[Point-per-instance localization data]
────────────────────

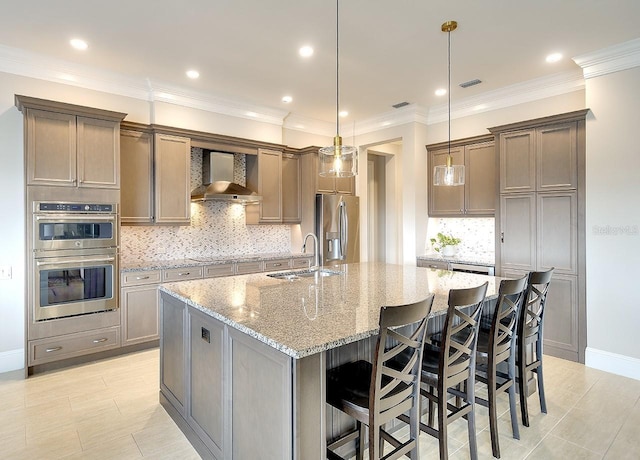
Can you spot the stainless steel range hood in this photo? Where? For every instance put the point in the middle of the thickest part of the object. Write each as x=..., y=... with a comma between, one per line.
x=217, y=181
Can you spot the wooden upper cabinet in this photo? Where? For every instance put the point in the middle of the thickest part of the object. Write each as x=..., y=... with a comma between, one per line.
x=539, y=159
x=518, y=161
x=136, y=176
x=291, y=189
x=478, y=194
x=70, y=146
x=556, y=154
x=172, y=175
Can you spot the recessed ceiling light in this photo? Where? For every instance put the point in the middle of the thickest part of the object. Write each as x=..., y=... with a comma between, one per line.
x=79, y=44
x=306, y=51
x=554, y=57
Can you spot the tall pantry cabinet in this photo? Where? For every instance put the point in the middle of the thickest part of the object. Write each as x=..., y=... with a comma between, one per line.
x=540, y=219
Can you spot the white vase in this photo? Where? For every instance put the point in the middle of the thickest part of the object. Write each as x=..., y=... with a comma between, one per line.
x=449, y=250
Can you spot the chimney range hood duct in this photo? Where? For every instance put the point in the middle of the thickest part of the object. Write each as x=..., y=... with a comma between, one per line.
x=217, y=181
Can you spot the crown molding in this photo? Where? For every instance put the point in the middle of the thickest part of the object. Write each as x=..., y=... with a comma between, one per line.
x=615, y=58
x=520, y=93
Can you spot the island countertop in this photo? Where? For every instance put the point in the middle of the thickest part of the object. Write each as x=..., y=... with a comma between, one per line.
x=305, y=316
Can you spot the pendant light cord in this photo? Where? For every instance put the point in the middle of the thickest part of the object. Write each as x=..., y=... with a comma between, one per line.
x=449, y=83
x=337, y=68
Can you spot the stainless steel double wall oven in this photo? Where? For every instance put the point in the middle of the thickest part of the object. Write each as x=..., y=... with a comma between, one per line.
x=75, y=259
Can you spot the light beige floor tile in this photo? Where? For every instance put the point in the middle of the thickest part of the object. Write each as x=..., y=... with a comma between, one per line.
x=594, y=432
x=552, y=447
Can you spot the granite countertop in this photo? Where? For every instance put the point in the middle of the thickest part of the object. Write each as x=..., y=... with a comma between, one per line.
x=310, y=315
x=481, y=259
x=143, y=265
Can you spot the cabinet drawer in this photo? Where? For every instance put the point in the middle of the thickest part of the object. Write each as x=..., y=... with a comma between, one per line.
x=71, y=345
x=278, y=264
x=303, y=262
x=181, y=274
x=212, y=271
x=438, y=265
x=248, y=267
x=141, y=277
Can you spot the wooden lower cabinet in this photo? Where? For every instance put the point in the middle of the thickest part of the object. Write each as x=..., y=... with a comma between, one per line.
x=233, y=394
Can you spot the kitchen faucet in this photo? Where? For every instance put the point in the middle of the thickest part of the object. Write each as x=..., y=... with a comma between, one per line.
x=316, y=252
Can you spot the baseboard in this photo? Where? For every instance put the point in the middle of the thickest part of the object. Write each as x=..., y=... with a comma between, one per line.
x=11, y=360
x=612, y=362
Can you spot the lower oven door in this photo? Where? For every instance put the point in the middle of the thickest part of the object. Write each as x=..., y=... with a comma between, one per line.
x=76, y=284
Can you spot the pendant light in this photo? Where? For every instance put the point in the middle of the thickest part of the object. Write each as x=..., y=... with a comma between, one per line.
x=449, y=174
x=338, y=160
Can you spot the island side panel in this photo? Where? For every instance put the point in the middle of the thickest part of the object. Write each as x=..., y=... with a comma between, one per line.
x=261, y=399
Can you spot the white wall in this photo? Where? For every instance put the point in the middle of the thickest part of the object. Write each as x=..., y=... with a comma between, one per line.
x=613, y=222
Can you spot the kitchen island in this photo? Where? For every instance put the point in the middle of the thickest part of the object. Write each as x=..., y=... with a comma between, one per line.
x=243, y=358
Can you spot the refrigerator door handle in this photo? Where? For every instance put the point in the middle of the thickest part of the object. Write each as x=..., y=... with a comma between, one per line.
x=343, y=229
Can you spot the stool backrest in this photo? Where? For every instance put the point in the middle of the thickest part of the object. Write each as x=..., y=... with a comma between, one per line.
x=460, y=335
x=505, y=317
x=395, y=390
x=531, y=316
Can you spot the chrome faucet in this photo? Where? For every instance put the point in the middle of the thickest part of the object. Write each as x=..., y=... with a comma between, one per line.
x=316, y=251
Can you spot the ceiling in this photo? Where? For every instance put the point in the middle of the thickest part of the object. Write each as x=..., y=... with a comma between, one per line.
x=390, y=50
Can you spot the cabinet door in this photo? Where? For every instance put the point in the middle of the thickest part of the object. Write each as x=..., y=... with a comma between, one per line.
x=557, y=163
x=172, y=179
x=291, y=189
x=561, y=318
x=173, y=352
x=557, y=232
x=517, y=161
x=51, y=148
x=136, y=176
x=270, y=185
x=206, y=408
x=443, y=200
x=139, y=310
x=98, y=153
x=480, y=186
x=518, y=231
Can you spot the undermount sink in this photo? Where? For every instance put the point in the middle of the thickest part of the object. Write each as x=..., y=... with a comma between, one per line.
x=311, y=272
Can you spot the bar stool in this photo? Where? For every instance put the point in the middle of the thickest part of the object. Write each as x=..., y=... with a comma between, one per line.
x=529, y=331
x=495, y=346
x=374, y=394
x=452, y=364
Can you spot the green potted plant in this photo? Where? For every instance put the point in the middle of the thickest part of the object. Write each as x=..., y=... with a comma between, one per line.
x=445, y=244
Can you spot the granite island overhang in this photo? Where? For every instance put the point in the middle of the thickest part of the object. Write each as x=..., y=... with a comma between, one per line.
x=243, y=358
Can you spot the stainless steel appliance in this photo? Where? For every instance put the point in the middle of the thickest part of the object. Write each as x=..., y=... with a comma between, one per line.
x=75, y=259
x=338, y=228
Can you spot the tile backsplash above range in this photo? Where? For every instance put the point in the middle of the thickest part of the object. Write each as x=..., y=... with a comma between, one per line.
x=217, y=229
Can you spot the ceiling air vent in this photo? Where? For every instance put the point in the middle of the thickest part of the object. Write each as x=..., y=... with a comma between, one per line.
x=466, y=84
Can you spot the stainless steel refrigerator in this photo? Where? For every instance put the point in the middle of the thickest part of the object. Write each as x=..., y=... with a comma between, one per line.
x=338, y=228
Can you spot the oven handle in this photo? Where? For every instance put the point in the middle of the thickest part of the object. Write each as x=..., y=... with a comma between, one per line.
x=40, y=263
x=84, y=217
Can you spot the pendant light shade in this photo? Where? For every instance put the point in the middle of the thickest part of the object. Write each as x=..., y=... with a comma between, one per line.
x=449, y=174
x=338, y=160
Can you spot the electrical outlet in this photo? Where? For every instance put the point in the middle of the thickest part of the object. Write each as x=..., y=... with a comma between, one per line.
x=5, y=272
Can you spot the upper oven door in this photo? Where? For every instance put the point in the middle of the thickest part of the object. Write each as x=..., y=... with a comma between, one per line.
x=55, y=232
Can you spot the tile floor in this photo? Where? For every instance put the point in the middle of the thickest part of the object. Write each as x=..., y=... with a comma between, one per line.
x=109, y=410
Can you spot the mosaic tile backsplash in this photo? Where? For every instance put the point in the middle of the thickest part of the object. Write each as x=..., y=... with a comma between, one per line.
x=217, y=229
x=477, y=235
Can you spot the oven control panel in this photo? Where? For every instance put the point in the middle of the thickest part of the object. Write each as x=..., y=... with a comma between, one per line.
x=74, y=207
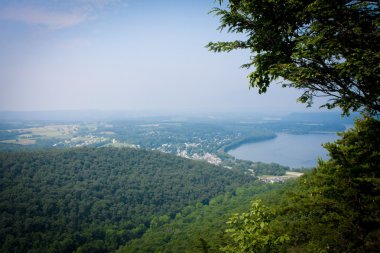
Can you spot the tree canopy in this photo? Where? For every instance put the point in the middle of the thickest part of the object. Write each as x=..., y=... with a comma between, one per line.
x=324, y=48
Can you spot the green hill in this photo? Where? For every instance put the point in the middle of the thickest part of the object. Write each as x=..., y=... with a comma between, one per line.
x=94, y=200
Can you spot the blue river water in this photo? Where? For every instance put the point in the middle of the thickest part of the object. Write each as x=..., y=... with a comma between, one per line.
x=291, y=150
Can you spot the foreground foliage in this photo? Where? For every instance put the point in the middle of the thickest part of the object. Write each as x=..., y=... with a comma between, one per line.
x=94, y=200
x=335, y=208
x=325, y=48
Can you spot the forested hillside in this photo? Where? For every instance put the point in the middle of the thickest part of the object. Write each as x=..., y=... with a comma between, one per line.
x=94, y=200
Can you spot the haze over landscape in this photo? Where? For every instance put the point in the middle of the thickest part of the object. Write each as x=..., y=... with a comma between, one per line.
x=134, y=55
x=127, y=126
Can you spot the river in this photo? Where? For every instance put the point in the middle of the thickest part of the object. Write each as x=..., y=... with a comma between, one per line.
x=290, y=150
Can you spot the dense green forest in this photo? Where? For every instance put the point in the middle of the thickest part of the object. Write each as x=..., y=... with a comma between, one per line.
x=94, y=200
x=333, y=208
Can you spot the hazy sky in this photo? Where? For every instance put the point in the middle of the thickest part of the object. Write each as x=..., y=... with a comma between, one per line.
x=122, y=55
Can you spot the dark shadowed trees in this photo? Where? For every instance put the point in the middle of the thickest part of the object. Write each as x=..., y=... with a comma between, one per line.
x=325, y=48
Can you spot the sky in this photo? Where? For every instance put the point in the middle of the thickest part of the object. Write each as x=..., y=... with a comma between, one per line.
x=132, y=55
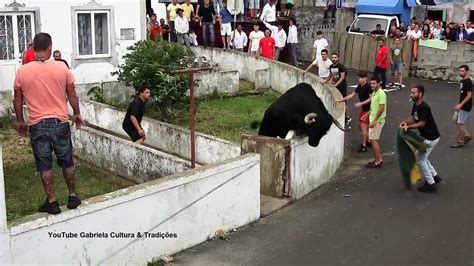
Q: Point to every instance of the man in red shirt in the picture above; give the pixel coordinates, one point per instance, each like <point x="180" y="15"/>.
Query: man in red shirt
<point x="267" y="46"/>
<point x="381" y="62"/>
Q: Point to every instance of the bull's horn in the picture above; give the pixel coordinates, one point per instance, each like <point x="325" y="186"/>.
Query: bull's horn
<point x="310" y="118"/>
<point x="338" y="124"/>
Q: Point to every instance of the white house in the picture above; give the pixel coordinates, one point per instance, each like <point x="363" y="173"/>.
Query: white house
<point x="91" y="35"/>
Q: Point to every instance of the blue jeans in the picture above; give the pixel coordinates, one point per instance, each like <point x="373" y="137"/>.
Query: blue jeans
<point x="426" y="168"/>
<point x="208" y="27"/>
<point x="50" y="135"/>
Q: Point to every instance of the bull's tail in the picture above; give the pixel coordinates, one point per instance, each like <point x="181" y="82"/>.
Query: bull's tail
<point x="255" y="124"/>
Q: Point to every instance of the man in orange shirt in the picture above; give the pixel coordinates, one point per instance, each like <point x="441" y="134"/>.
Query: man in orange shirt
<point x="267" y="46"/>
<point x="43" y="85"/>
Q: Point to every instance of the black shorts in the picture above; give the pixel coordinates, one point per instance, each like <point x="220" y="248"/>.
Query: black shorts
<point x="133" y="133"/>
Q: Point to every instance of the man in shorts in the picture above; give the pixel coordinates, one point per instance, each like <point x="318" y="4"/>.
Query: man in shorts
<point x="43" y="86"/>
<point x="132" y="121"/>
<point x="463" y="108"/>
<point x="364" y="91"/>
<point x="397" y="62"/>
<point x="377" y="114"/>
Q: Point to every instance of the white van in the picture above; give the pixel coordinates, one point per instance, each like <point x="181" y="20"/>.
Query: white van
<point x="365" y="23"/>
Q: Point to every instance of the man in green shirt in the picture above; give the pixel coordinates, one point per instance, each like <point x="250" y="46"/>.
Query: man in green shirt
<point x="377" y="115"/>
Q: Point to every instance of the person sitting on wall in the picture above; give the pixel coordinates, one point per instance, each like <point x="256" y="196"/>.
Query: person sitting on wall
<point x="57" y="57"/>
<point x="132" y="122"/>
<point x="377" y="32"/>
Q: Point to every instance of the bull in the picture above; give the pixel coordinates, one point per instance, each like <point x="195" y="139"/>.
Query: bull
<point x="300" y="110"/>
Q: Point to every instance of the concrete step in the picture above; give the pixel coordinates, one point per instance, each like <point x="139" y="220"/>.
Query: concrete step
<point x="269" y="205"/>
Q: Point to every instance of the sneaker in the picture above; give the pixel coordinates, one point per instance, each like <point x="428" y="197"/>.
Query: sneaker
<point x="51" y="208"/>
<point x="348" y="120"/>
<point x="374" y="165"/>
<point x="457" y="145"/>
<point x="73" y="202"/>
<point x="362" y="149"/>
<point x="428" y="188"/>
<point x="467" y="139"/>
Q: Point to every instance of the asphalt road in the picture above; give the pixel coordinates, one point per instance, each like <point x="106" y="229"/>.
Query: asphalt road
<point x="366" y="216"/>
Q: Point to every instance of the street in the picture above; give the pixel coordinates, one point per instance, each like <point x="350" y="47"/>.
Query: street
<point x="366" y="216"/>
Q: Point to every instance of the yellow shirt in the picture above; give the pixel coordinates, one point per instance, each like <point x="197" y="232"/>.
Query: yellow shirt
<point x="187" y="10"/>
<point x="172" y="10"/>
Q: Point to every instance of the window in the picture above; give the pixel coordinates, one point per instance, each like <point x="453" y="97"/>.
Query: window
<point x="93" y="36"/>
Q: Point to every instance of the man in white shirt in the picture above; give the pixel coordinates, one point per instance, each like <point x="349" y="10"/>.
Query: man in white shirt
<point x="319" y="44"/>
<point x="279" y="35"/>
<point x="255" y="36"/>
<point x="269" y="13"/>
<point x="292" y="41"/>
<point x="239" y="39"/>
<point x="181" y="25"/>
<point x="323" y="63"/>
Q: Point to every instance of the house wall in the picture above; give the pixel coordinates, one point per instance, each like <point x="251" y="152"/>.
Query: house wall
<point x="165" y="137"/>
<point x="191" y="206"/>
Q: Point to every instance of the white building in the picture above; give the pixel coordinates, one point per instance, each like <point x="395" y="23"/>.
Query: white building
<point x="91" y="35"/>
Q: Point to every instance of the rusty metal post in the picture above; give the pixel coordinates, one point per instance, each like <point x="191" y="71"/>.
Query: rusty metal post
<point x="192" y="107"/>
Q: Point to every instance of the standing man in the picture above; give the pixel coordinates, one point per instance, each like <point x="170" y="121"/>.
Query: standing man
<point x="323" y="63"/>
<point x="226" y="29"/>
<point x="57" y="57"/>
<point x="44" y="85"/>
<point x="181" y="24"/>
<point x="463" y="108"/>
<point x="292" y="41"/>
<point x="269" y="13"/>
<point x="154" y="28"/>
<point x="364" y="91"/>
<point x="208" y="19"/>
<point x="171" y="15"/>
<point x="422" y="119"/>
<point x="378" y="111"/>
<point x="255" y="36"/>
<point x="337" y="76"/>
<point x="267" y="46"/>
<point x="381" y="62"/>
<point x="319" y="44"/>
<point x="239" y="39"/>
<point x="132" y="122"/>
<point x="397" y="62"/>
<point x="330" y="6"/>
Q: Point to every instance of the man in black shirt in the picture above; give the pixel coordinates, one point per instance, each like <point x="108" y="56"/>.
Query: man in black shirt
<point x="463" y="108"/>
<point x="422" y="119"/>
<point x="364" y="91"/>
<point x="208" y="19"/>
<point x="337" y="76"/>
<point x="133" y="118"/>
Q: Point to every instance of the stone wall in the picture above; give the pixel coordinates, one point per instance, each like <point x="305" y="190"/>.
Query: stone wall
<point x="442" y="65"/>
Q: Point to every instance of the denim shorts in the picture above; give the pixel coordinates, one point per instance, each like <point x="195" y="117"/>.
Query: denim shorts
<point x="50" y="135"/>
<point x="460" y="117"/>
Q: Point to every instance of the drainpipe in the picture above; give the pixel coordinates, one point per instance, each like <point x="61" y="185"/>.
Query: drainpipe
<point x="192" y="107"/>
<point x="5" y="256"/>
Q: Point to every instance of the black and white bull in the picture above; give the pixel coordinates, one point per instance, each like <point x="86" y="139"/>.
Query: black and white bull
<point x="299" y="109"/>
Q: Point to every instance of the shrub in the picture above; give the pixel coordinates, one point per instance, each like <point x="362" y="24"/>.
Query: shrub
<point x="149" y="63"/>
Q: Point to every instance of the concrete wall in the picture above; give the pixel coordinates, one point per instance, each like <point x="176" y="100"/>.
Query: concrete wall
<point x="124" y="158"/>
<point x="163" y="136"/>
<point x="190" y="206"/>
<point x="443" y="65"/>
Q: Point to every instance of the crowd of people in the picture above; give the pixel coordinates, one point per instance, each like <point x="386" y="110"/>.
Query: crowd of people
<point x="430" y="29"/>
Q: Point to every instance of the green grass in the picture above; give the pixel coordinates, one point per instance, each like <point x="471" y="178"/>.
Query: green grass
<point x="23" y="189"/>
<point x="226" y="117"/>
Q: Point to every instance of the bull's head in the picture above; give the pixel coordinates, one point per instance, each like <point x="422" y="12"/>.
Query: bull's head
<point x="318" y="126"/>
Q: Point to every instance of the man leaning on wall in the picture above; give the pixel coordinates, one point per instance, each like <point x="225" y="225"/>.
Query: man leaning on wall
<point x="44" y="85"/>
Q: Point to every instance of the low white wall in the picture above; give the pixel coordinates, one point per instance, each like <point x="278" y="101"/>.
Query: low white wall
<point x="191" y="206"/>
<point x="163" y="136"/>
<point x="124" y="158"/>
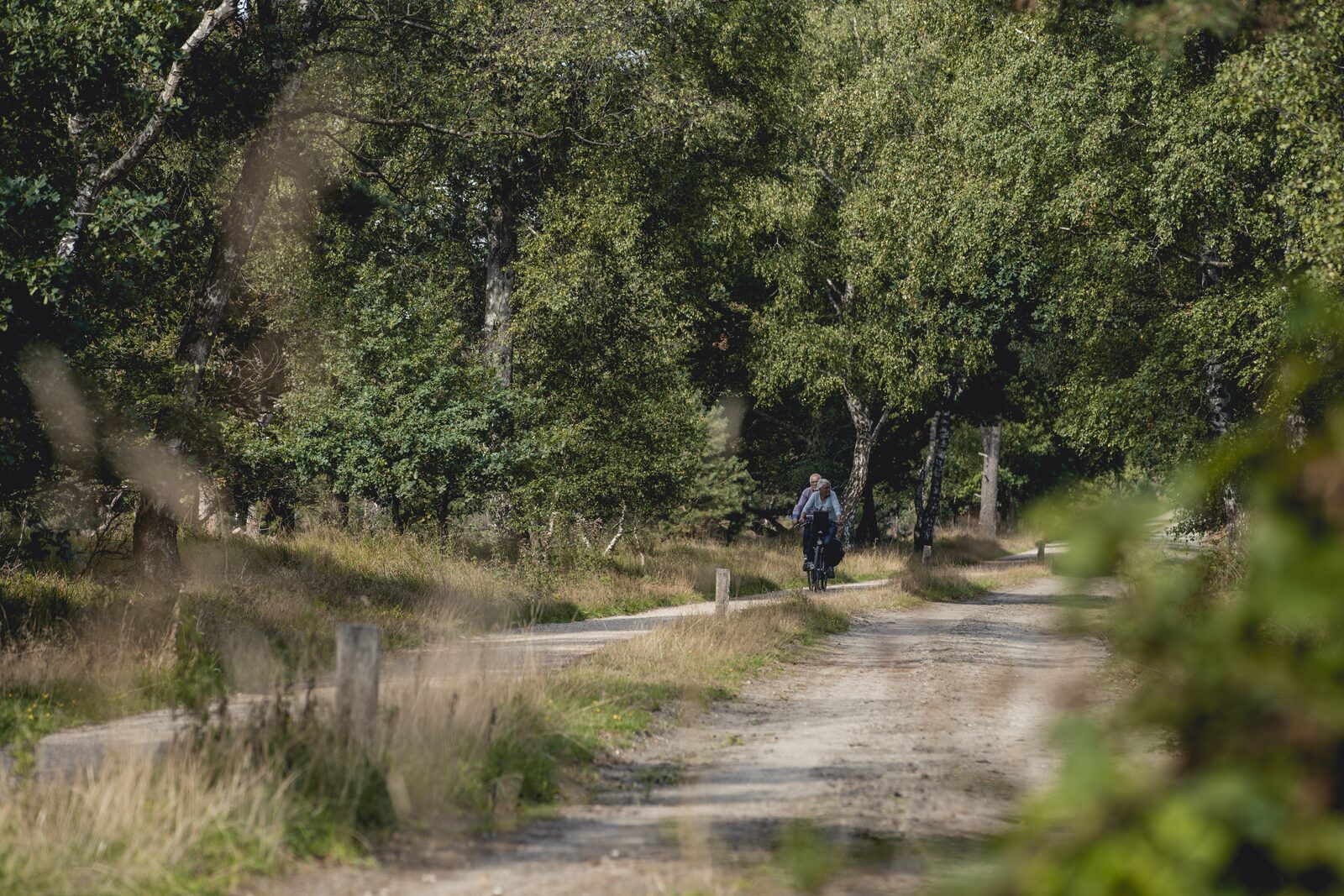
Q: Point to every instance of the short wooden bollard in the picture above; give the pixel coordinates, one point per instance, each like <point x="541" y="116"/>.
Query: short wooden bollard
<point x="356" y="680"/>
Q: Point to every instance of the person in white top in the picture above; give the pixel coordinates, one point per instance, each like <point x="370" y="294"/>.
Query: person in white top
<point x="823" y="500"/>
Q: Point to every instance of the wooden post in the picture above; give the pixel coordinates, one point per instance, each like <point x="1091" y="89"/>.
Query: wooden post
<point x="356" y="680"/>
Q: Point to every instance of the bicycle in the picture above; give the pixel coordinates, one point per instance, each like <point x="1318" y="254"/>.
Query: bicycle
<point x="819" y="524"/>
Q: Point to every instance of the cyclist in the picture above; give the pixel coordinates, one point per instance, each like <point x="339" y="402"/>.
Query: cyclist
<point x="823" y="501"/>
<point x="806" y="493"/>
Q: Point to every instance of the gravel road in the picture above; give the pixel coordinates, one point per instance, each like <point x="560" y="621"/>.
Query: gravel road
<point x="911" y="735"/>
<point x="550" y="645"/>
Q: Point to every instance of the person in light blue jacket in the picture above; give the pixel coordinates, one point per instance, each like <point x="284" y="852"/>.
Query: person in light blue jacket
<point x="823" y="500"/>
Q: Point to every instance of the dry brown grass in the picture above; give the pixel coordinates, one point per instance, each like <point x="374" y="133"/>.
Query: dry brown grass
<point x="460" y="741"/>
<point x="178" y="826"/>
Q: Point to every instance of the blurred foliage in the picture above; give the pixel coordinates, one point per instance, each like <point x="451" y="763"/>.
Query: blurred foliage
<point x="1241" y="664"/>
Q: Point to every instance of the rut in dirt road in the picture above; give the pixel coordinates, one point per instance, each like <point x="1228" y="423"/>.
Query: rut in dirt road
<point x="918" y="727"/>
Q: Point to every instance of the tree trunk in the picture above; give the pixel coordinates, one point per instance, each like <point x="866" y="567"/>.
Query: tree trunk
<point x="1221" y="421"/>
<point x="233" y="242"/>
<point x="252" y="528"/>
<point x="942" y="425"/>
<point x="154" y="542"/>
<point x="922" y="483"/>
<point x="992" y="439"/>
<point x="866" y="432"/>
<point x="501" y="254"/>
<point x="867" y="532"/>
<point x="616" y="539"/>
<point x="96" y="181"/>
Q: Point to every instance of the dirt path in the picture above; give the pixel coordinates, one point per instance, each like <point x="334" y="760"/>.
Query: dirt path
<point x="911" y="735"/>
<point x="542" y="647"/>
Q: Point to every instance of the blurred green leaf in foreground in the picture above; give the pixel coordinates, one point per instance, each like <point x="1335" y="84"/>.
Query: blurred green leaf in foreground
<point x="1225" y="772"/>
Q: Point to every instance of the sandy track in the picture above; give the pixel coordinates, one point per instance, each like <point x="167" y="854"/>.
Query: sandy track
<point x="917" y="728"/>
<point x="507" y="653"/>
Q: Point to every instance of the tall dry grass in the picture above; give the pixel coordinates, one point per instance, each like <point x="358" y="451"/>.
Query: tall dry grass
<point x="185" y="825"/>
<point x="463" y="741"/>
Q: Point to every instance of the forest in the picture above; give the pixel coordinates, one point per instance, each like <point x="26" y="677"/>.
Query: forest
<point x="503" y="268"/>
<point x="454" y="315"/>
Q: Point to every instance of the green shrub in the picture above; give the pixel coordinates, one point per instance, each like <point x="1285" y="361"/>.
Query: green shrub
<point x="1242" y="674"/>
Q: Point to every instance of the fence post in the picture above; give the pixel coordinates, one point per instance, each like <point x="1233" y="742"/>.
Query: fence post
<point x="356" y="680"/>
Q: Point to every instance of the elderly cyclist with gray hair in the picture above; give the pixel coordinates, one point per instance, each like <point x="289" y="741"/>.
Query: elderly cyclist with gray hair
<point x="823" y="515"/>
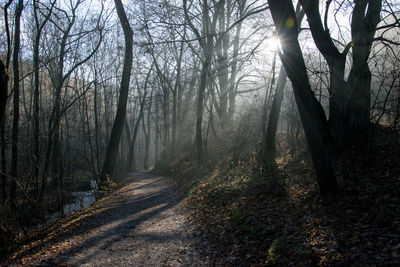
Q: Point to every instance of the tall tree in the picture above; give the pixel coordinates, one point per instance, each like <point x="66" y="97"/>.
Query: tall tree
<point x="311" y="112"/>
<point x="15" y="126"/>
<point x="349" y="101"/>
<point x="207" y="46"/>
<point x="113" y="143"/>
<point x="269" y="138"/>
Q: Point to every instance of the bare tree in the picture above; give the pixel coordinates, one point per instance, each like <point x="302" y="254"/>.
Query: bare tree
<point x="311" y="113"/>
<point x="113" y="143"/>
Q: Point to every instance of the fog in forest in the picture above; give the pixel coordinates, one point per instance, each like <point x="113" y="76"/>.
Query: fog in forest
<point x="244" y="103"/>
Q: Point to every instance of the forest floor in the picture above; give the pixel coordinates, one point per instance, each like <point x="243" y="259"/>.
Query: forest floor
<point x="141" y="224"/>
<point x="252" y="224"/>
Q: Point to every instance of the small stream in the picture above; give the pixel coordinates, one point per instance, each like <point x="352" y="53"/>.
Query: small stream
<point x="82" y="200"/>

────────────────────

**REQUIRED WORK**
In the entries above, find the line with "Q: Point to every instance of the window" and the line with "Q: Point to every instance of the standing", then restate word for word both of them and every line between, with nothing more.

**ANSWER FOR THIS EXERCISE**
Q: Point to every instance of the window in the picture above; give the pixel coordinates, one point per instance, each like <point x="453" y="97"/>.
Query: window
<point x="93" y="36"/>
Q: Point to every instance of the man in white shirt in the picture above; give the pixel coordinates, one point per instance, each like <point x="349" y="10"/>.
Query: man in white shirt
<point x="319" y="44"/>
<point x="279" y="35"/>
<point x="255" y="36"/>
<point x="269" y="13"/>
<point x="292" y="41"/>
<point x="239" y="39"/>
<point x="181" y="25"/>
<point x="323" y="63"/>
Q: Point to every instance of the house wall in the picture above; give the pixel coordinates, one point per instance, each like <point x="251" y="152"/>.
Query: house wall
<point x="165" y="137"/>
<point x="191" y="206"/>
Q: Point to every instance of the white building in the picture above; give the pixel coordinates, one point per instance, each like <point x="395" y="23"/>.
Query: white building
<point x="91" y="35"/>
Q: Point to every instance of the rusty metal post in the picture above; give the pixel coordinates, one point per instance, each like <point x="191" y="71"/>.
Query: rusty metal post
<point x="192" y="107"/>
Q: Point to every instance of the standing man in the picture above; give the pixel coordinates, one point per instance, each like <point x="170" y="121"/>.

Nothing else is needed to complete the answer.